Consigne |
Indiquez combien de lignes des données ci-dessous contiennent le mot « quince », en respectant les majuscules et les minuscules. Donnez uniquement le nombre.

Données fournies |

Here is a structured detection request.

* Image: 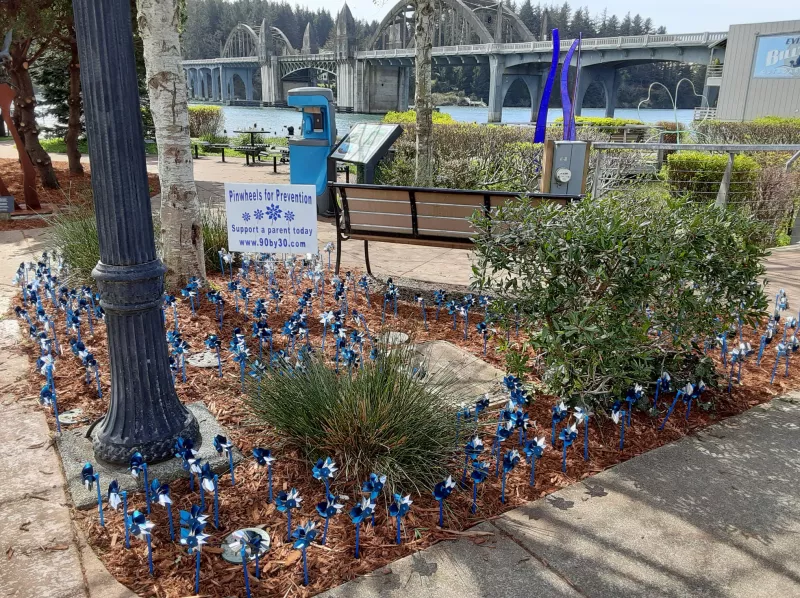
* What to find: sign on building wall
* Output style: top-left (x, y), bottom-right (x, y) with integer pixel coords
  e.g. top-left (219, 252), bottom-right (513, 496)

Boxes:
top-left (225, 183), bottom-right (317, 254)
top-left (753, 32), bottom-right (800, 79)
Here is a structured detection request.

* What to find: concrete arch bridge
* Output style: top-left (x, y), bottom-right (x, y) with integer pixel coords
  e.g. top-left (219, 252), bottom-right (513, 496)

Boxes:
top-left (183, 0), bottom-right (728, 122)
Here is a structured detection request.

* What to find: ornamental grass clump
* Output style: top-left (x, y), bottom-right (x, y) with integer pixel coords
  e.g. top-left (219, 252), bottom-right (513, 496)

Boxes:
top-left (246, 346), bottom-right (459, 493)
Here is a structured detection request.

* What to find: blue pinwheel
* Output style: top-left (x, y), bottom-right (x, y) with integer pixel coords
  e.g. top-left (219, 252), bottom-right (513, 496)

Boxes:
top-left (500, 449), bottom-right (520, 504)
top-left (150, 478), bottom-right (175, 542)
top-left (550, 401), bottom-right (569, 447)
top-left (433, 476), bottom-right (456, 527)
top-left (558, 424), bottom-right (578, 473)
top-left (523, 436), bottom-right (546, 486)
top-left (611, 401), bottom-right (626, 451)
top-left (350, 494), bottom-right (375, 558)
top-left (653, 372), bottom-right (672, 409)
top-left (127, 511), bottom-right (155, 575)
top-left (205, 334), bottom-right (222, 378)
top-left (361, 473), bottom-right (386, 526)
top-left (287, 524), bottom-right (317, 586)
top-left (389, 494), bottom-right (413, 545)
top-left (81, 463), bottom-right (106, 527)
top-left (474, 392), bottom-right (489, 423)
top-left (316, 494), bottom-right (347, 546)
top-left (461, 436), bottom-right (483, 488)
top-left (180, 507), bottom-right (208, 594)
top-left (470, 460), bottom-right (489, 513)
top-left (128, 451), bottom-right (150, 515)
top-left (253, 447), bottom-right (275, 503)
top-left (275, 488), bottom-right (303, 541)
top-left (214, 434), bottom-right (236, 486)
top-left (311, 457), bottom-right (338, 496)
top-left (575, 407), bottom-right (592, 461)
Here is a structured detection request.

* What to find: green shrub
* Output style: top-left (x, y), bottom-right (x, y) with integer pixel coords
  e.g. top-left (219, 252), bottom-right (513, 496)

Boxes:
top-left (473, 195), bottom-right (767, 407)
top-left (200, 207), bottom-right (228, 272)
top-left (383, 110), bottom-right (456, 125)
top-left (189, 106), bottom-right (225, 137)
top-left (693, 116), bottom-right (800, 144)
top-left (662, 152), bottom-right (759, 202)
top-left (245, 345), bottom-right (463, 492)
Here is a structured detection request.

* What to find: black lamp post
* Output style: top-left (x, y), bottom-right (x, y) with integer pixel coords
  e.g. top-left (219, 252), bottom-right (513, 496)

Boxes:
top-left (73, 0), bottom-right (199, 463)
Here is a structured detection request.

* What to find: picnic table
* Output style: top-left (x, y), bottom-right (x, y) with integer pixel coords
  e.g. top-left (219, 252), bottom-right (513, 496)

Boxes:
top-left (234, 125), bottom-right (269, 145)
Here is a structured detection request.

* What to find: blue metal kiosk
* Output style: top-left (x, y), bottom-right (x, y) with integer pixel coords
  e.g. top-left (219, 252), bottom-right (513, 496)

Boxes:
top-left (288, 87), bottom-right (336, 215)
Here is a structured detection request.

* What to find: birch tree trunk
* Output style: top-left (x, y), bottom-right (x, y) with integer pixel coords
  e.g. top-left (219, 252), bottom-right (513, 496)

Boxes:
top-left (64, 23), bottom-right (83, 174)
top-left (414, 0), bottom-right (434, 187)
top-left (136, 0), bottom-right (206, 288)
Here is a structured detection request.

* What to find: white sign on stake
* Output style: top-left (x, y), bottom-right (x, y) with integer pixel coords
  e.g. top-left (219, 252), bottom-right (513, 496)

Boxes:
top-left (225, 183), bottom-right (318, 254)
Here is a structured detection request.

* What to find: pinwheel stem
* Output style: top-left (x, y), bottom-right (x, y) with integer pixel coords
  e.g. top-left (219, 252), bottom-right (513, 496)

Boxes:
top-left (658, 391), bottom-right (681, 430)
top-left (355, 523), bottom-right (361, 558)
top-left (94, 473), bottom-right (106, 527)
top-left (147, 534), bottom-right (153, 576)
top-left (397, 515), bottom-right (402, 545)
top-left (167, 502), bottom-right (175, 542)
top-left (241, 543), bottom-right (250, 598)
top-left (583, 422), bottom-right (589, 461)
top-left (214, 475), bottom-right (219, 529)
top-left (119, 490), bottom-right (131, 548)
top-left (142, 463), bottom-right (150, 515)
top-left (194, 548), bottom-right (200, 594)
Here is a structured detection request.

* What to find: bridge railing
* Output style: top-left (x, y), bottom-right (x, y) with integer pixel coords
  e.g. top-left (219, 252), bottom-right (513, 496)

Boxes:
top-left (357, 31), bottom-right (728, 58)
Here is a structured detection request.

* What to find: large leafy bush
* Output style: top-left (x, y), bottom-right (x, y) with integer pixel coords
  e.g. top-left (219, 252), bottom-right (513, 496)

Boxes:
top-left (189, 106), bottom-right (225, 137)
top-left (473, 196), bottom-right (766, 404)
top-left (246, 345), bottom-right (464, 491)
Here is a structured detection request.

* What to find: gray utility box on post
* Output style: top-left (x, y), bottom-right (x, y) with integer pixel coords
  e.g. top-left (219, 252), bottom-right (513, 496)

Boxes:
top-left (541, 140), bottom-right (590, 195)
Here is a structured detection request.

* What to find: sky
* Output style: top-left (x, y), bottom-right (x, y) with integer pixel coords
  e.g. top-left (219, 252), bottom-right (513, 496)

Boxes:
top-left (289, 0), bottom-right (798, 33)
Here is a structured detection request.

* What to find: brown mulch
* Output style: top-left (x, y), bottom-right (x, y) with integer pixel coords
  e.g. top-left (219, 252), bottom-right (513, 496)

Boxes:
top-left (10, 274), bottom-right (800, 598)
top-left (0, 159), bottom-right (160, 231)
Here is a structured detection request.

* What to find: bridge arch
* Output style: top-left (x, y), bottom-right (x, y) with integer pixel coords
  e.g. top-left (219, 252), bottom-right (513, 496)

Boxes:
top-left (222, 23), bottom-right (258, 58)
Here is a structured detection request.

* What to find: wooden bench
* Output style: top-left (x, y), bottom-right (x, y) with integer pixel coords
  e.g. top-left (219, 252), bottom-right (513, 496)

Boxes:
top-left (330, 183), bottom-right (580, 274)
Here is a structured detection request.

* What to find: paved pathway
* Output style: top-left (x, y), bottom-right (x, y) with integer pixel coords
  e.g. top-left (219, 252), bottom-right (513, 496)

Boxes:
top-left (322, 393), bottom-right (800, 598)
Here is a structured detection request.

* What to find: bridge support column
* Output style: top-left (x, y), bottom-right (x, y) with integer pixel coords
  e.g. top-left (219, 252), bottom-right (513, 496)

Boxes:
top-left (488, 54), bottom-right (510, 123)
top-left (211, 69), bottom-right (219, 102)
top-left (397, 67), bottom-right (411, 112)
top-left (261, 56), bottom-right (285, 104)
top-left (575, 66), bottom-right (620, 118)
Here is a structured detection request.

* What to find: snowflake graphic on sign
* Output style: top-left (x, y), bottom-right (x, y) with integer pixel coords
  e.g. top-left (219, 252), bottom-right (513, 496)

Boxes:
top-left (267, 204), bottom-right (281, 222)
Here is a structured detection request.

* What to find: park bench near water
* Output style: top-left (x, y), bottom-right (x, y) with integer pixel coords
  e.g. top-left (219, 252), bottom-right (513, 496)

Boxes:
top-left (330, 183), bottom-right (580, 274)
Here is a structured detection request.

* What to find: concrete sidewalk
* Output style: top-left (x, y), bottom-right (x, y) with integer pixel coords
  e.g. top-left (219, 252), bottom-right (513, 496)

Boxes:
top-left (0, 229), bottom-right (134, 598)
top-left (322, 393), bottom-right (800, 598)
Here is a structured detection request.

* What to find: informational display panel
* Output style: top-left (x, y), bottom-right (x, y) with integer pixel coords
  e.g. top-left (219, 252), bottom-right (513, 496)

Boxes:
top-left (225, 183), bottom-right (318, 254)
top-left (753, 32), bottom-right (800, 79)
top-left (331, 123), bottom-right (401, 164)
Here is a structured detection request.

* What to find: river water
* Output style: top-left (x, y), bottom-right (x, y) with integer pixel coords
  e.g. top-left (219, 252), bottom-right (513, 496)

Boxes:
top-left (209, 106), bottom-right (693, 136)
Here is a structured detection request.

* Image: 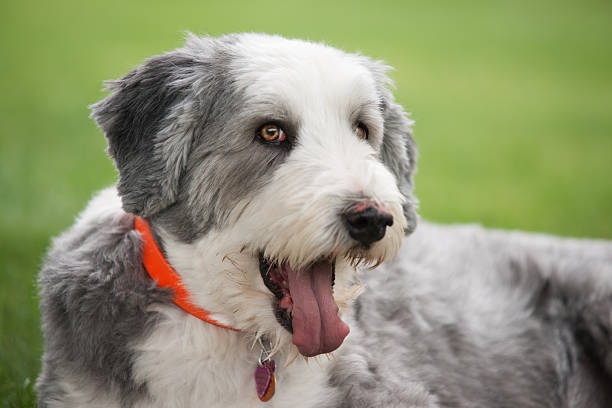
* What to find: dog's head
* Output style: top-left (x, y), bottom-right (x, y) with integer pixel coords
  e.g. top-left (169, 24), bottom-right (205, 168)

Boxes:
top-left (92, 34), bottom-right (417, 356)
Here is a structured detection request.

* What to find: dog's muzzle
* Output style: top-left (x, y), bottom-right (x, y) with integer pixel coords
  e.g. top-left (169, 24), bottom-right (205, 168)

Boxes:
top-left (343, 201), bottom-right (393, 246)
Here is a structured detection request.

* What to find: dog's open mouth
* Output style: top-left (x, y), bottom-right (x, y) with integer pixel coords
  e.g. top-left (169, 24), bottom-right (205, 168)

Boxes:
top-left (259, 255), bottom-right (349, 357)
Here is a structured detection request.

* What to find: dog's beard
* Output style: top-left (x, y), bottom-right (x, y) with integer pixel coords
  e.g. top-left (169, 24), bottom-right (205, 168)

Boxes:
top-left (259, 255), bottom-right (349, 357)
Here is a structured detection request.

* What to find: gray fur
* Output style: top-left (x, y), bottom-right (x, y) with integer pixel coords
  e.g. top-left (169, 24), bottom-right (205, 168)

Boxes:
top-left (37, 36), bottom-right (612, 408)
top-left (330, 223), bottom-right (612, 408)
top-left (38, 204), bottom-right (170, 407)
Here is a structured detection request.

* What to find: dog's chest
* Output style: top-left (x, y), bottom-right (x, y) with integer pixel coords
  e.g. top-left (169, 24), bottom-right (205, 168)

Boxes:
top-left (133, 313), bottom-right (327, 408)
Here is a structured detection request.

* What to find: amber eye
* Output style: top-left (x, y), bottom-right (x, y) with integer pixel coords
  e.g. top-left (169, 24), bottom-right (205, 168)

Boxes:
top-left (355, 122), bottom-right (368, 140)
top-left (257, 123), bottom-right (287, 143)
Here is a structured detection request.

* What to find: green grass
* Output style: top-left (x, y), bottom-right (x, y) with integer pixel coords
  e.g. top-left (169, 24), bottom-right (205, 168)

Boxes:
top-left (0, 0), bottom-right (612, 407)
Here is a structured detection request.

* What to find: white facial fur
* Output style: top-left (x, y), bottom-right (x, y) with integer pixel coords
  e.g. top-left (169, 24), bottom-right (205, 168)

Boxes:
top-left (157, 35), bottom-right (406, 354)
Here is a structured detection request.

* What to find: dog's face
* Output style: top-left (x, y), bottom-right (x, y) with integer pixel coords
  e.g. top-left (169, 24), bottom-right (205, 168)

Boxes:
top-left (92, 34), bottom-right (416, 356)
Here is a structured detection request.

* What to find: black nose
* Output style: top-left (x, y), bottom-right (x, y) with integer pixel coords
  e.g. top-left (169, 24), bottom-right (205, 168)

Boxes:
top-left (344, 206), bottom-right (393, 245)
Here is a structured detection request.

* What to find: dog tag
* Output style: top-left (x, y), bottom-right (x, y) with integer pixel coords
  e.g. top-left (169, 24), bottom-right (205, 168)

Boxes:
top-left (255, 360), bottom-right (275, 402)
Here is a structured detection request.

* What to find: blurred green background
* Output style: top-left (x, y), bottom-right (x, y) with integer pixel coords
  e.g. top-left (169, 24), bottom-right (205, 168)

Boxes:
top-left (0, 0), bottom-right (612, 407)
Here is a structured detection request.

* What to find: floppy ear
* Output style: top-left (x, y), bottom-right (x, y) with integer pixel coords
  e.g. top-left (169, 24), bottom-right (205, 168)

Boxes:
top-left (380, 95), bottom-right (418, 234)
top-left (90, 51), bottom-right (197, 216)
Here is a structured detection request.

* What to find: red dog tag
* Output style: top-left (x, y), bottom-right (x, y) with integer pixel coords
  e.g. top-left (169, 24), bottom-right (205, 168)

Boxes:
top-left (255, 360), bottom-right (275, 402)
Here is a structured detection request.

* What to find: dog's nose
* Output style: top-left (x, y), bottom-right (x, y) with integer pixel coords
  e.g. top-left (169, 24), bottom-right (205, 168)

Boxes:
top-left (344, 205), bottom-right (393, 245)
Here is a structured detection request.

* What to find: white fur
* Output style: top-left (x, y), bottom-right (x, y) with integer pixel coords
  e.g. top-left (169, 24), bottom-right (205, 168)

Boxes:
top-left (126, 35), bottom-right (406, 408)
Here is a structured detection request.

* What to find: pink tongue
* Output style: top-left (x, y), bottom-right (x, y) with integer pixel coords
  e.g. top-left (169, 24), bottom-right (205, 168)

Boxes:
top-left (283, 262), bottom-right (349, 357)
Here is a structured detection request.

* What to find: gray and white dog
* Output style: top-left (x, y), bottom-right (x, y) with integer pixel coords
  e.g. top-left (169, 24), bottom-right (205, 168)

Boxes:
top-left (37, 34), bottom-right (612, 408)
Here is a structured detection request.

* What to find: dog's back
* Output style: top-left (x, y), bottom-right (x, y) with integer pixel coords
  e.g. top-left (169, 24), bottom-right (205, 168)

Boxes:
top-left (331, 223), bottom-right (612, 408)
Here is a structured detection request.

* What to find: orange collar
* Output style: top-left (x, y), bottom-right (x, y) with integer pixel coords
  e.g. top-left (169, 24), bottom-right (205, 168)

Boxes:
top-left (134, 216), bottom-right (238, 331)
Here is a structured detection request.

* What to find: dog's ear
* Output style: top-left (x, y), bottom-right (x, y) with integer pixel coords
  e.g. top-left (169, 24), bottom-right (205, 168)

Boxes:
top-left (90, 52), bottom-right (197, 216)
top-left (369, 61), bottom-right (418, 234)
top-left (380, 92), bottom-right (417, 234)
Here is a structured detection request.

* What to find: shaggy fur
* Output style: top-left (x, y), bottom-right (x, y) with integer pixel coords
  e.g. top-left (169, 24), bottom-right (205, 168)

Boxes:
top-left (37, 34), bottom-right (612, 408)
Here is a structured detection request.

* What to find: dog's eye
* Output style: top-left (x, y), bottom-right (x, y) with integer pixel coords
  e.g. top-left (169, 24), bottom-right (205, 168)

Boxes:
top-left (257, 123), bottom-right (287, 143)
top-left (355, 122), bottom-right (368, 140)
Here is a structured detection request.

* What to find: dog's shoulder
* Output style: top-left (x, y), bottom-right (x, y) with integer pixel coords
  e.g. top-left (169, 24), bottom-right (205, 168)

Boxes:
top-left (38, 188), bottom-right (170, 406)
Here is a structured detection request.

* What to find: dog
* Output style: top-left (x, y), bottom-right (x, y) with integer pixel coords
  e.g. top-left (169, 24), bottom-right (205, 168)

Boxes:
top-left (37, 34), bottom-right (612, 408)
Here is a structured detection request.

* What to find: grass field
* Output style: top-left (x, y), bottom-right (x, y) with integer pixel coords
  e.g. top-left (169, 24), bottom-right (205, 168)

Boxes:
top-left (0, 0), bottom-right (612, 408)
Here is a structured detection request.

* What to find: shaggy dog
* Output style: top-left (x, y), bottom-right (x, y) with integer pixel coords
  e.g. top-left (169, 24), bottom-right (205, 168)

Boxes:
top-left (37, 34), bottom-right (612, 408)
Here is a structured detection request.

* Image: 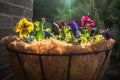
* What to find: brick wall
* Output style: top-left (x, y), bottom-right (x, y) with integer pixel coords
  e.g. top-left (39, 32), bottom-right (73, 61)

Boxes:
top-left (0, 0), bottom-right (33, 39)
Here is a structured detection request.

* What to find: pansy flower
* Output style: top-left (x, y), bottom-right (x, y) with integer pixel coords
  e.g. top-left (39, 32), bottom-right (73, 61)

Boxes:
top-left (104, 29), bottom-right (111, 40)
top-left (58, 21), bottom-right (65, 29)
top-left (15, 18), bottom-right (34, 38)
top-left (44, 31), bottom-right (50, 38)
top-left (68, 21), bottom-right (80, 38)
top-left (80, 16), bottom-right (95, 30)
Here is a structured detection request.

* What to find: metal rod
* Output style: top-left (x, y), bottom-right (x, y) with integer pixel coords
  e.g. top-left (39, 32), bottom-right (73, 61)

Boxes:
top-left (67, 55), bottom-right (72, 80)
top-left (97, 50), bottom-right (110, 78)
top-left (39, 56), bottom-right (46, 80)
top-left (16, 53), bottom-right (29, 80)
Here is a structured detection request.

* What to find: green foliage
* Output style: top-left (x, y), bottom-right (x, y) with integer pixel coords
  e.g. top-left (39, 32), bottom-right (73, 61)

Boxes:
top-left (34, 18), bottom-right (45, 40)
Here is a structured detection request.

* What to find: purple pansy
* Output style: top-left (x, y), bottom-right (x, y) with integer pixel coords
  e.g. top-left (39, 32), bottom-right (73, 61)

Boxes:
top-left (58, 21), bottom-right (65, 29)
top-left (68, 21), bottom-right (80, 38)
top-left (104, 29), bottom-right (111, 39)
top-left (80, 16), bottom-right (95, 30)
top-left (44, 31), bottom-right (50, 38)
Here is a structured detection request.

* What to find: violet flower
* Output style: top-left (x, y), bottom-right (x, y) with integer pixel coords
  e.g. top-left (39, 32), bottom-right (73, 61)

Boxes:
top-left (104, 29), bottom-right (111, 40)
top-left (68, 21), bottom-right (80, 38)
top-left (44, 31), bottom-right (50, 38)
top-left (58, 21), bottom-right (65, 29)
top-left (80, 16), bottom-right (95, 29)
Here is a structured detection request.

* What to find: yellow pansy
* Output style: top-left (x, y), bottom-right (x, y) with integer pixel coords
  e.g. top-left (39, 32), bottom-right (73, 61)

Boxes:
top-left (15, 18), bottom-right (34, 37)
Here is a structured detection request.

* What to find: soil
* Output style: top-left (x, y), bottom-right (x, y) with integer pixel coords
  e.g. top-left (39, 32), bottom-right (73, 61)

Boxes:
top-left (103, 62), bottom-right (120, 80)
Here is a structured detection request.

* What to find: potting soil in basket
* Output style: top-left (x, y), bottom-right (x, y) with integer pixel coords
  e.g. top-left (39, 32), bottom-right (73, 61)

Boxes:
top-left (4, 36), bottom-right (114, 80)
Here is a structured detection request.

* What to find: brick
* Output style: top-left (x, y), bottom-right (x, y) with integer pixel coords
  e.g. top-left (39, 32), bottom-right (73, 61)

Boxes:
top-left (0, 0), bottom-right (24, 16)
top-left (0, 29), bottom-right (16, 39)
top-left (0, 66), bottom-right (12, 80)
top-left (0, 15), bottom-right (11, 27)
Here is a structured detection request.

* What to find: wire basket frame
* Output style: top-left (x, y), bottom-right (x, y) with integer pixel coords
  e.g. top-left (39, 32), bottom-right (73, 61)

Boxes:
top-left (7, 47), bottom-right (112, 80)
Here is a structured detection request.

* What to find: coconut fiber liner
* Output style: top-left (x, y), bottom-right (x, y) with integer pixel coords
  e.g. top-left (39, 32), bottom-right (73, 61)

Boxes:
top-left (4, 36), bottom-right (114, 80)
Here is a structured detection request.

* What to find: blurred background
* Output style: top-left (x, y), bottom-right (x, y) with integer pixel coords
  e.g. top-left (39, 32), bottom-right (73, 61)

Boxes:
top-left (33, 0), bottom-right (120, 80)
top-left (0, 0), bottom-right (120, 80)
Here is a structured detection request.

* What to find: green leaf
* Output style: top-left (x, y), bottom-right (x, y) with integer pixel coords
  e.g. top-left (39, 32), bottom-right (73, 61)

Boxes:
top-left (35, 30), bottom-right (45, 40)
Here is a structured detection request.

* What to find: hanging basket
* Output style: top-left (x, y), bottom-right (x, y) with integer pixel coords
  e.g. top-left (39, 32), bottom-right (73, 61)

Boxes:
top-left (4, 36), bottom-right (114, 80)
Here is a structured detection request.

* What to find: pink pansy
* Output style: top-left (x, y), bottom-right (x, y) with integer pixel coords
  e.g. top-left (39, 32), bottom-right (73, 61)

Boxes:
top-left (81, 16), bottom-right (95, 29)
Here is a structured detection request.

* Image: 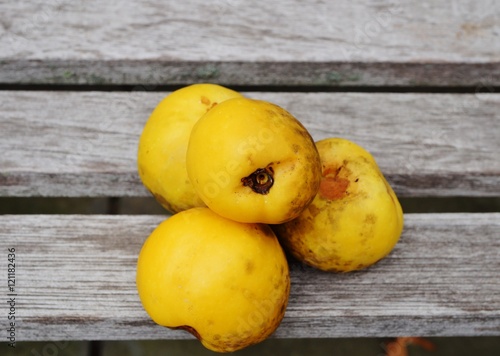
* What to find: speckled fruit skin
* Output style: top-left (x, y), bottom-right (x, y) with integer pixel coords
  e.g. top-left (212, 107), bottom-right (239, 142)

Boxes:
top-left (137, 83), bottom-right (241, 213)
top-left (136, 208), bottom-right (290, 352)
top-left (274, 138), bottom-right (403, 272)
top-left (186, 98), bottom-right (321, 224)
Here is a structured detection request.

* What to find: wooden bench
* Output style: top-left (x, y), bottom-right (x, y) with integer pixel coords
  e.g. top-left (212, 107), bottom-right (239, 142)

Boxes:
top-left (0, 0), bottom-right (500, 348)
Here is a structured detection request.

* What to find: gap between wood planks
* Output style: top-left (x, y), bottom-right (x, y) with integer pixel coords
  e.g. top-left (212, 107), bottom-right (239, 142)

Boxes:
top-left (0, 81), bottom-right (500, 94)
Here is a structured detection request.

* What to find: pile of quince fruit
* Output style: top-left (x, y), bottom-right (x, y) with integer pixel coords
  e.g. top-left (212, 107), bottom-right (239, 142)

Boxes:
top-left (136, 84), bottom-right (403, 352)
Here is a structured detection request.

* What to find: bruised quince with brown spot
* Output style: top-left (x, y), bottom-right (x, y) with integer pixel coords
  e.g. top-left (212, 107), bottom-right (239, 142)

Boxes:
top-left (274, 138), bottom-right (403, 272)
top-left (186, 98), bottom-right (321, 224)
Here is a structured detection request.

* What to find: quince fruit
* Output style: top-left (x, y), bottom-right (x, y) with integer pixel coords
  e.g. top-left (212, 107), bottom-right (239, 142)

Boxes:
top-left (274, 138), bottom-right (403, 272)
top-left (136, 208), bottom-right (290, 352)
top-left (137, 84), bottom-right (241, 213)
top-left (186, 98), bottom-right (321, 224)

Résultat complet |
3